:: Text for analysis ::
BEGIN

A Gambler's Anatomy

I've read almost all of Jonathan Lethem's novels and they are different from each other, and they are all different from just about any other novels. A detective with Tourette's Syndrome. A detective who is a kangaroo. A city stalked by a giant tiger. And now a novel about a professional backgammon player who has facial surgery. I'm pretty sure that's a first.

A Gambler's Anatomy is the story of Alexander Bruno, who makes his living fleecing rich men at backgammon. As the book begins he has just fled Singapore, after losing all his sponsor's money. He has a big match in Germany, and is way ahead when he starts losing. Is he being hustled? He ends up passing out and wakes up in a hospital, where he is told he has a tumor right behind his eyes. He's off to Berkeley, his hometown, for specialized surgery performed by a surgeon who likes to have Jimi Hendrix music pumped into the operating room. It's all being paid for by a high school acquaintance, who happens to be a horrible person who owns most of the businesses on a hip street, along with a hamburger joint (make that slider joint) where the cook philosophizes for those in line.

END

:: Data for review ::
BEGIN

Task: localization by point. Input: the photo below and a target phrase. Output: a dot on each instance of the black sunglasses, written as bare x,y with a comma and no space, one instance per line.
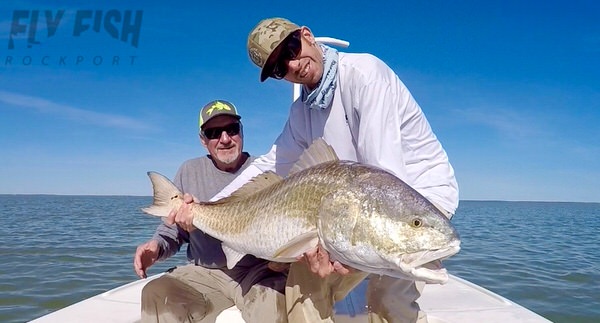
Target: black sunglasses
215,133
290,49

END
BEGIN

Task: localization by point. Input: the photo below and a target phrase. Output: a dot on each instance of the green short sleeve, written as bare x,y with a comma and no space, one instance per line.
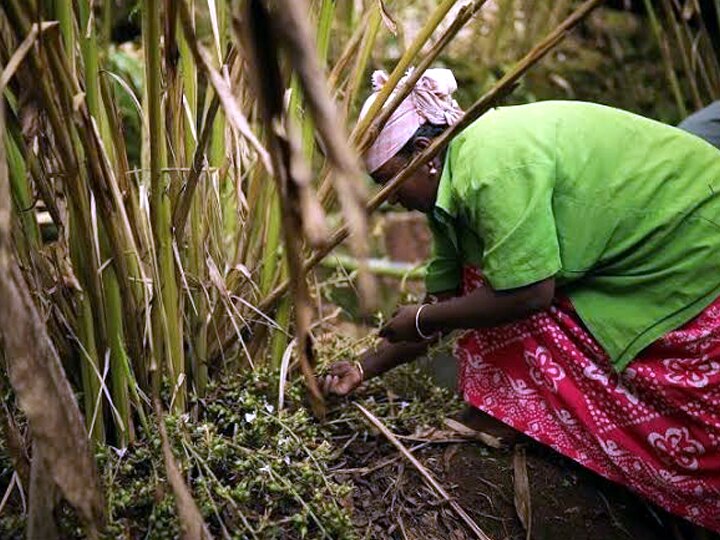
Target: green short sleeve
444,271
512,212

END
BEGIN

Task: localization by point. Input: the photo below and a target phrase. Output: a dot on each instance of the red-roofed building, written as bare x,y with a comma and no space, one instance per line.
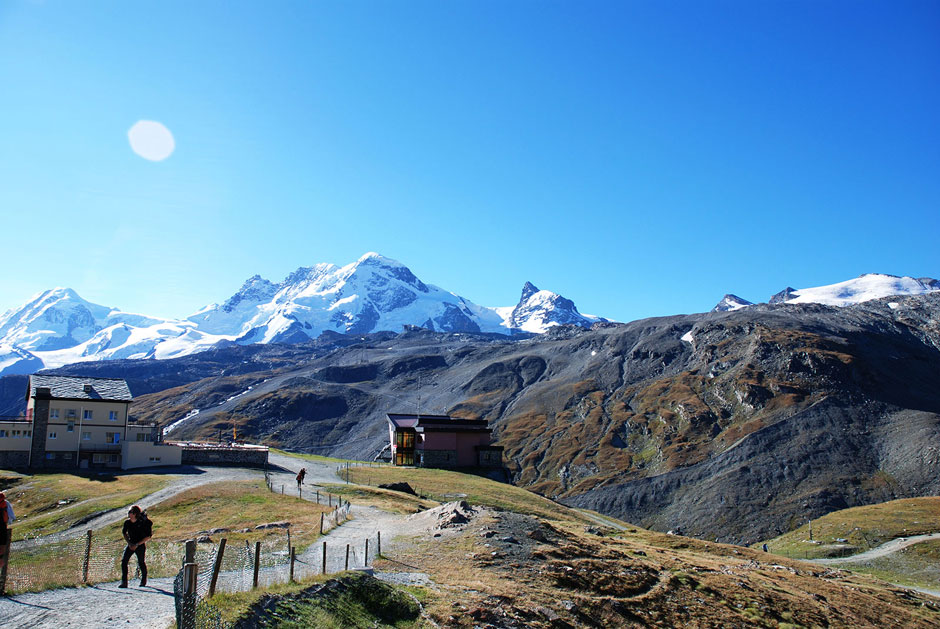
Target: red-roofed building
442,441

END

:: Exercise 1 ::
From the review of A Gambler's Anatomy, extract the part that opens with the words containing "I've read almost" and closes with "that's a first.".
:: Exercise 2 ::
According to the review of A Gambler's Anatomy, which city is Alexander Bruno's hometown?

:: Written answer 1 ::
I've read almost all of Jonathan Lethem's novels and they are different from each other, and they are all different from just about any other novels. A detective with Tourette's Syndrome. A detective who is a kangaroo. A city stalked by a giant tiger. And now a novel about a professional backgammon player who has facial surgery. I'm pretty sure that's a first.

:: Written answer 2 ::
Berkeley